State how many lines in the entries below contain the word "walkway". Give only the number.

══ RECORD EXCERPTS

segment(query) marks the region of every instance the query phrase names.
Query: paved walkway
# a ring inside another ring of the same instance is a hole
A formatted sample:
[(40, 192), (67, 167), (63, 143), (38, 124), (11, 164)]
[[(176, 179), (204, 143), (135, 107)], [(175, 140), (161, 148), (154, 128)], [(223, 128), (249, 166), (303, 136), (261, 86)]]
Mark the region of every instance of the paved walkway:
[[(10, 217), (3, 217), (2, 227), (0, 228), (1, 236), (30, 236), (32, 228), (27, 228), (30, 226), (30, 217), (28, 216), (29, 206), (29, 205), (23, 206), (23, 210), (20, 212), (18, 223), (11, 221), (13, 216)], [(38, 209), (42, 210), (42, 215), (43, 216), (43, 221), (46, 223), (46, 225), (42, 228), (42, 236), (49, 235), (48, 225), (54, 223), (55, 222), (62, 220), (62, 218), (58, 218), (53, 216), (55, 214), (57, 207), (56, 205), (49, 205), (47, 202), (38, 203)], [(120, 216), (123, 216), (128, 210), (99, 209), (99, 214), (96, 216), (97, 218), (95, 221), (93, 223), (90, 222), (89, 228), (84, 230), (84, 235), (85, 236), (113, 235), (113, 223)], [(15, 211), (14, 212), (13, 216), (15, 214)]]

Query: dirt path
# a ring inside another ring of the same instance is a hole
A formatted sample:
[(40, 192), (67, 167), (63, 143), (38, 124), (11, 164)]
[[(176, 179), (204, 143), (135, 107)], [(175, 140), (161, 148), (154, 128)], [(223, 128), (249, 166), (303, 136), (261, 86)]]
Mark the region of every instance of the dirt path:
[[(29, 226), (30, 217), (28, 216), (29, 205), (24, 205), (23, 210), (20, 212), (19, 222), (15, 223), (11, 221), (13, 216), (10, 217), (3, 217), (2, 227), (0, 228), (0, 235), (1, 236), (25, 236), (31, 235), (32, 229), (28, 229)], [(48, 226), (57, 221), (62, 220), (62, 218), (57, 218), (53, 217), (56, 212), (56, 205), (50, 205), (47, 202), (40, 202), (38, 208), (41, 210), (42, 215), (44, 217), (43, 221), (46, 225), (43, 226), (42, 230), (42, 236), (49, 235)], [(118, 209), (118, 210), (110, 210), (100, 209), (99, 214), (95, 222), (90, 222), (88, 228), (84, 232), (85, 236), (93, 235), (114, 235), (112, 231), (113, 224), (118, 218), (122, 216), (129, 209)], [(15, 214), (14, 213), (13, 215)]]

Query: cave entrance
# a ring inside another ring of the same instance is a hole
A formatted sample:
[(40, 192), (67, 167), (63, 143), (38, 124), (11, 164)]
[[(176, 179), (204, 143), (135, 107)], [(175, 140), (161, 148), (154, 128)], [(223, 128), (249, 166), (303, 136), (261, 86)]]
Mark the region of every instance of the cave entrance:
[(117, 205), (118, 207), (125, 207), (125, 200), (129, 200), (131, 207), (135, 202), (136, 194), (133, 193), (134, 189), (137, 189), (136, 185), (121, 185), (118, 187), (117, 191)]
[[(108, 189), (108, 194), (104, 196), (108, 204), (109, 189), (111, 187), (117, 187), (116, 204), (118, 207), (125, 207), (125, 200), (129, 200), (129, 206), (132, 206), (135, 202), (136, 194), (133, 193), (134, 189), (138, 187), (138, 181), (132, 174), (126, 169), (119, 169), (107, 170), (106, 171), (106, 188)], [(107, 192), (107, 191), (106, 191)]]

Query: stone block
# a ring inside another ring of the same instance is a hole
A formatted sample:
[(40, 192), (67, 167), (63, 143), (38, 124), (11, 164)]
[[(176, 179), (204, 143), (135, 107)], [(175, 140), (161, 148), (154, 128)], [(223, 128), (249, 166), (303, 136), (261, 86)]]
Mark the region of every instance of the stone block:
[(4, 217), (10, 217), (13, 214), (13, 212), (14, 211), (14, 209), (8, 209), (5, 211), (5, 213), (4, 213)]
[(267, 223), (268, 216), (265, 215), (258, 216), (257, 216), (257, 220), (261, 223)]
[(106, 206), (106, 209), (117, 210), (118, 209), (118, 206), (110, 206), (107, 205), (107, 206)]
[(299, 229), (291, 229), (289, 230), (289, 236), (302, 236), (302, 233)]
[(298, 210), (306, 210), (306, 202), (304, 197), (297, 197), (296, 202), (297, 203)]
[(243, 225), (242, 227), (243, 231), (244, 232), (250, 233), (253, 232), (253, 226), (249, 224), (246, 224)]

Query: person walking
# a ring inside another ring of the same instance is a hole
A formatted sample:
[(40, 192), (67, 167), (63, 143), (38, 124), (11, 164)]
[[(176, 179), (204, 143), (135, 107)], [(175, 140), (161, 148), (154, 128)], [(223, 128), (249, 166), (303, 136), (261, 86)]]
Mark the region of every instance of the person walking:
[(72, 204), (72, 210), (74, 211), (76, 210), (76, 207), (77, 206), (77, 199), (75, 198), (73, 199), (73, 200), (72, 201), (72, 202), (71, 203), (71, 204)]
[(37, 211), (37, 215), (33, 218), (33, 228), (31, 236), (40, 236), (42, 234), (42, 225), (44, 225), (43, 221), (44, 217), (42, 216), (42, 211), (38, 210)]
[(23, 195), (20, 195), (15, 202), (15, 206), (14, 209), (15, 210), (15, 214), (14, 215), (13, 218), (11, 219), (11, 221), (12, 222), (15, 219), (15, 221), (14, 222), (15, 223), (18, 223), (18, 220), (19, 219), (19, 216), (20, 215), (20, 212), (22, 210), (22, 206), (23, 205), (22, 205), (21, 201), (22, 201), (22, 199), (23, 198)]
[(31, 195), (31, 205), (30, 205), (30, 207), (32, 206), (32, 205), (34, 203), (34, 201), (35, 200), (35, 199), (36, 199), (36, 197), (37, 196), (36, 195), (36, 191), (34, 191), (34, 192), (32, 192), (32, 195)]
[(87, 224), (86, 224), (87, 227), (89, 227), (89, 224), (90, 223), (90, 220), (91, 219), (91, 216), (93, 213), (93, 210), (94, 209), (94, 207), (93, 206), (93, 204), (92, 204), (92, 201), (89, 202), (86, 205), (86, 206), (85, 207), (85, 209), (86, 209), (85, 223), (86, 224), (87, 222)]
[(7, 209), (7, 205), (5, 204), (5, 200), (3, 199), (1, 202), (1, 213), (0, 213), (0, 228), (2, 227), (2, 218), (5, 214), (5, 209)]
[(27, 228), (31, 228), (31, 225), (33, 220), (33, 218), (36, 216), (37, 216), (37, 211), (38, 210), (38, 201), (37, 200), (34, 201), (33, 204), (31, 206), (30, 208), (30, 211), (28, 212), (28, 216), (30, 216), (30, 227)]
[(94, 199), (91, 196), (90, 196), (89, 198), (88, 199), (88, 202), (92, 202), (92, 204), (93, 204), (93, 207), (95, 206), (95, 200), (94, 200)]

════
══ RECORD EXCERPTS

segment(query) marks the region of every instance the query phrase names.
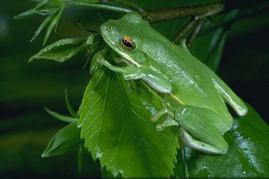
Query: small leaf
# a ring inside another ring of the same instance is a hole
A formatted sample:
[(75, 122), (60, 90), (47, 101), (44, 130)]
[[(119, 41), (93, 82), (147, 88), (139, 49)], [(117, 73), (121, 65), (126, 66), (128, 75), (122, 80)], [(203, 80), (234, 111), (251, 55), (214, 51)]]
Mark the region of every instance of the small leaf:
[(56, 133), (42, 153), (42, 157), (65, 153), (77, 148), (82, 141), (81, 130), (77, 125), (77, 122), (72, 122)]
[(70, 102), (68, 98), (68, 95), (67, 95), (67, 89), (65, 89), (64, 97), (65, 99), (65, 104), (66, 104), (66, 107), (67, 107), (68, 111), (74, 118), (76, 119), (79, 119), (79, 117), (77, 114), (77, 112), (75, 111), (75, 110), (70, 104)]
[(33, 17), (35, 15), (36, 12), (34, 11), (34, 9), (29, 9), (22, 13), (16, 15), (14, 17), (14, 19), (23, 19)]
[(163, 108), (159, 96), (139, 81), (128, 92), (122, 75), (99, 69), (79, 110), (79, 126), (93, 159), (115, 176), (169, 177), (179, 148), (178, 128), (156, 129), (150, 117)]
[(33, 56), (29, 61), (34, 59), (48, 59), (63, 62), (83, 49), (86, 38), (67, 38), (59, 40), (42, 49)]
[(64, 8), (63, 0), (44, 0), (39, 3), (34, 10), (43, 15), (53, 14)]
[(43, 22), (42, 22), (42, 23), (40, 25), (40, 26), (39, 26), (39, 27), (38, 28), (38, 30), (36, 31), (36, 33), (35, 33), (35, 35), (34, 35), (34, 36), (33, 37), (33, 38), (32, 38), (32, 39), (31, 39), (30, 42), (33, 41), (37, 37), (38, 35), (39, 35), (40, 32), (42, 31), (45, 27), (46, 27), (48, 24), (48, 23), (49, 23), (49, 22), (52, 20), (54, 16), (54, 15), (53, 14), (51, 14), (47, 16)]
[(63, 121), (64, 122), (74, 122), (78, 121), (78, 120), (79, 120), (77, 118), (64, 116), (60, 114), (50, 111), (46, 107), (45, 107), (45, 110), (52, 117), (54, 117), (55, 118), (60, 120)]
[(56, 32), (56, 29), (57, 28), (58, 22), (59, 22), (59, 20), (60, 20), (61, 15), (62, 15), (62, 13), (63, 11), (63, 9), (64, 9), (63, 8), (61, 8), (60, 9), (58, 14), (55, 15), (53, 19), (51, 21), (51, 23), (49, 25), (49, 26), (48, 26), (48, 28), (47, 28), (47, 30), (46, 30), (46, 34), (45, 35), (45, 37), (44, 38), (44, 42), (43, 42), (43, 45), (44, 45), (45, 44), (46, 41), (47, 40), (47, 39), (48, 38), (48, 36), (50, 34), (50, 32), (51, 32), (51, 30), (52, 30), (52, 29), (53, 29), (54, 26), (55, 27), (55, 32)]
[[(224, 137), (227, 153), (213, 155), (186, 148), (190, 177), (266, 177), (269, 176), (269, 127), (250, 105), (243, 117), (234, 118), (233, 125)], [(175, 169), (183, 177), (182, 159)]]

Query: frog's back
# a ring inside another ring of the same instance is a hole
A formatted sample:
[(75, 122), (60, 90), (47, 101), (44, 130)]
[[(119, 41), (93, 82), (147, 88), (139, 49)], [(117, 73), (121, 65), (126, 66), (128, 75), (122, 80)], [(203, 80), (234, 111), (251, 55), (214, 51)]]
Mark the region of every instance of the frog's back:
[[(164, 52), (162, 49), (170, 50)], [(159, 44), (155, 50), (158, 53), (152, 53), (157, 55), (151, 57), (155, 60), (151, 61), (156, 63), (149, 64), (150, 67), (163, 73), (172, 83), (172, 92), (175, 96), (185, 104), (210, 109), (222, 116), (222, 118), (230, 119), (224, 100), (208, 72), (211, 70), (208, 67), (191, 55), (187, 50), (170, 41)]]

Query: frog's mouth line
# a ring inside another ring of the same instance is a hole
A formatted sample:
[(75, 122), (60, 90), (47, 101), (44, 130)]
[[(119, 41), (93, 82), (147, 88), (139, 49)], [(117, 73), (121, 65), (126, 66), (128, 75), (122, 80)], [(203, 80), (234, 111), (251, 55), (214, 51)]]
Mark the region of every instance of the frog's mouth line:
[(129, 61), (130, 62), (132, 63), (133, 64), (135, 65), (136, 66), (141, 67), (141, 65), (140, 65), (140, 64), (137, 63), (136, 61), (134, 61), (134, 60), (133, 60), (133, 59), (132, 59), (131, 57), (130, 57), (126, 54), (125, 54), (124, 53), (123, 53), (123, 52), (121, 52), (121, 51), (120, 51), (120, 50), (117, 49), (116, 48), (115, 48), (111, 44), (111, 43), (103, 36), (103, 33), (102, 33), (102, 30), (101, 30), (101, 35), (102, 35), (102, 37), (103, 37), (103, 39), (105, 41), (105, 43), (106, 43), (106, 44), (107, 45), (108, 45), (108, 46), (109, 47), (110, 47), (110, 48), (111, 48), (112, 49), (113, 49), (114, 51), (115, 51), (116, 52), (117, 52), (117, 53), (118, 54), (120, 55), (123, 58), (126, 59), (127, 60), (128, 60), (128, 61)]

════
══ RECORD EXCERPTS

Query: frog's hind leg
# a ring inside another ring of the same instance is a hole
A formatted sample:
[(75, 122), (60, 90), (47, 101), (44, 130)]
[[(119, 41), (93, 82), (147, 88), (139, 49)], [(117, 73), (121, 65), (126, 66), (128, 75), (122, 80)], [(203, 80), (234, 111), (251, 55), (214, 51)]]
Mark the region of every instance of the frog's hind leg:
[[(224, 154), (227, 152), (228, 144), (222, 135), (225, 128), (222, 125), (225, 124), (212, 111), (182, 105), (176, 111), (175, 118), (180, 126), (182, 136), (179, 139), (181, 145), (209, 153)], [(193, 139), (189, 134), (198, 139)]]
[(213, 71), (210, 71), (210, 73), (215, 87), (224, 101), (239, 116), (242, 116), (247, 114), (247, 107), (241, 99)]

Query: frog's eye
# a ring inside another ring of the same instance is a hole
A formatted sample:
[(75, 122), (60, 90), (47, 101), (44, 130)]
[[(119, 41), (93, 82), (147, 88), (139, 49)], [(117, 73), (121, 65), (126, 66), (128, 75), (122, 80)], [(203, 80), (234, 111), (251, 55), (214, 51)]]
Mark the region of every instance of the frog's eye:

════

▸ **EXERCISE RESULT**
2